**What you need to do:** Output the entire listing below exactly as it stands.

**Records for this task:**

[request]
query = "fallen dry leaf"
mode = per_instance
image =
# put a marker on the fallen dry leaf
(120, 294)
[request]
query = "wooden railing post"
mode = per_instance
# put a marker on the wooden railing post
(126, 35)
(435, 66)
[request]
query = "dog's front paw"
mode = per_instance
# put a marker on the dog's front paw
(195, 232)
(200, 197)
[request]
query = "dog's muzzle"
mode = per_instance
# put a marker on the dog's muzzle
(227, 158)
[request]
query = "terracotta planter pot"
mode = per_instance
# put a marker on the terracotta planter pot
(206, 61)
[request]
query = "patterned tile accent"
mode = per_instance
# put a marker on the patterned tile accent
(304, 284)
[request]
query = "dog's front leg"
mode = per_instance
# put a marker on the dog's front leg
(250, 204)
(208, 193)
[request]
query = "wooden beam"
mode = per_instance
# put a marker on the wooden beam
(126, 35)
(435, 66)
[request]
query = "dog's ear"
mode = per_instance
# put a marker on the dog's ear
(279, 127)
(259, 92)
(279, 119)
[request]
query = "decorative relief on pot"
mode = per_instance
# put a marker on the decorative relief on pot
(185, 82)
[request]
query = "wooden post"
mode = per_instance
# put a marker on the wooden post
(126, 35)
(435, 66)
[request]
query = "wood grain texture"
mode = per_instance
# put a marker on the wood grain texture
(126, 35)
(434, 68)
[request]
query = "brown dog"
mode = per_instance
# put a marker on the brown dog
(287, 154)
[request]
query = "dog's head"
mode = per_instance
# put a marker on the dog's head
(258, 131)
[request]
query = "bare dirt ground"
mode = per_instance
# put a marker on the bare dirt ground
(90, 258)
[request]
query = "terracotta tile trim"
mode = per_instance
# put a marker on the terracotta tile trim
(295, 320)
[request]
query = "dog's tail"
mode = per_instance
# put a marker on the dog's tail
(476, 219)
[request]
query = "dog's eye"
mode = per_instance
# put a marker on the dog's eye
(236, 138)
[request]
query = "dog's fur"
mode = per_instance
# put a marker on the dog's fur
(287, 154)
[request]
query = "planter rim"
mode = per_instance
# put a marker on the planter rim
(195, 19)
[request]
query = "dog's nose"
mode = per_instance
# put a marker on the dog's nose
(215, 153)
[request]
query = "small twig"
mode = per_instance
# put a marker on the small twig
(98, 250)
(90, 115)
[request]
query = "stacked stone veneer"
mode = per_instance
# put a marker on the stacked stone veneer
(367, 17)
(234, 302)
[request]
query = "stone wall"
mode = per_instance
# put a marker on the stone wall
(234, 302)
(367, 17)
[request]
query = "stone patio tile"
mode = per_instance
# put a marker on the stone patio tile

**Answer section:**
[request]
query = "fallen dry leaf"
mode = per_instance
image =
# put a marker on the fallen dry leaf
(120, 294)
[request]
query = "wooden railing post"
mode = per_instance
# put a marker on the wooden railing post
(126, 35)
(435, 66)
[request]
query = "dog's front paw"
mode = per_instance
# put a marker on the dog's front paw
(195, 232)
(200, 197)
[request]
query = "dog's muzzle"
mode = per_instance
# put a marker on the dog's muzzle
(227, 158)
[request]
query = "terracotta planter pot"
mode = per_instance
# put a marker on the terracotta planter pot
(206, 61)
[request]
query = "patterned tile accent"
mode = per_instance
# put a marker on the patterned tile accent
(304, 284)
[request]
query = "dog's front leg"
mode = per_instance
# put a marker on the dog's front leg
(250, 204)
(208, 193)
[request]
query = "wooden beam"
mode = per_instance
# put a marker on the wooden beam
(126, 35)
(435, 66)
[request]
query = "dog's ear"
mode = per_instance
# put a marker on the dog's ear
(279, 127)
(259, 92)
(279, 119)
[request]
query = "decorative relief on pot"
mode = per_instance
# put a marker on the decorative relief on pot
(185, 82)
[request]
query = "wooden post"
mode = per_instance
# put a marker on the wooden post
(126, 35)
(435, 66)
[request]
query = "wood grain texture"
mode = per_instance
# put a marker on the wood grain texture
(126, 35)
(434, 68)
[request]
query = "brown dog"
mode = per_instance
# put a marker on the brown dog
(287, 154)
[request]
query = "dog's head"
mode = per_instance
# put a marker on the dog's head
(258, 131)
[request]
query = "bare dirt ground"
mode = per_instance
# put a marker on the bare dirt ground
(90, 258)
[request]
query = "terracotta tile trim"
mode = per_instance
# put a marker on the terracotta tile trim
(295, 320)
[request]
query = "dog's tail"
mode = per_instance
# put a marker on the dog's tail
(476, 219)
[request]
query = "dog's eye"
mode = per_instance
# put a marker on the dog's eye
(236, 138)
[request]
query = "dog's fur"
mode = per_instance
# put a marker on the dog's fur
(287, 154)
[request]
query = "planter rim"
mode = per_instance
# put a marker on the planter rim
(195, 19)
[request]
query = "dog's nose"
mode = per_instance
# put a marker on the dog's nose
(215, 153)
[request]
query = "small twig"
mode = per_instance
# put a marker on the small twig
(98, 250)
(90, 115)
[request]
query = "stacked stone veneer"
mode = per_instance
# put a marker on the stacked stone veneer
(367, 17)
(234, 302)
[request]
query = "stone wall"
mode = per_instance
# put a marker on the stone wall
(234, 302)
(367, 17)
[request]
query = "stone patio tile"
mode = per_instance
# put a marker on the stone patio tile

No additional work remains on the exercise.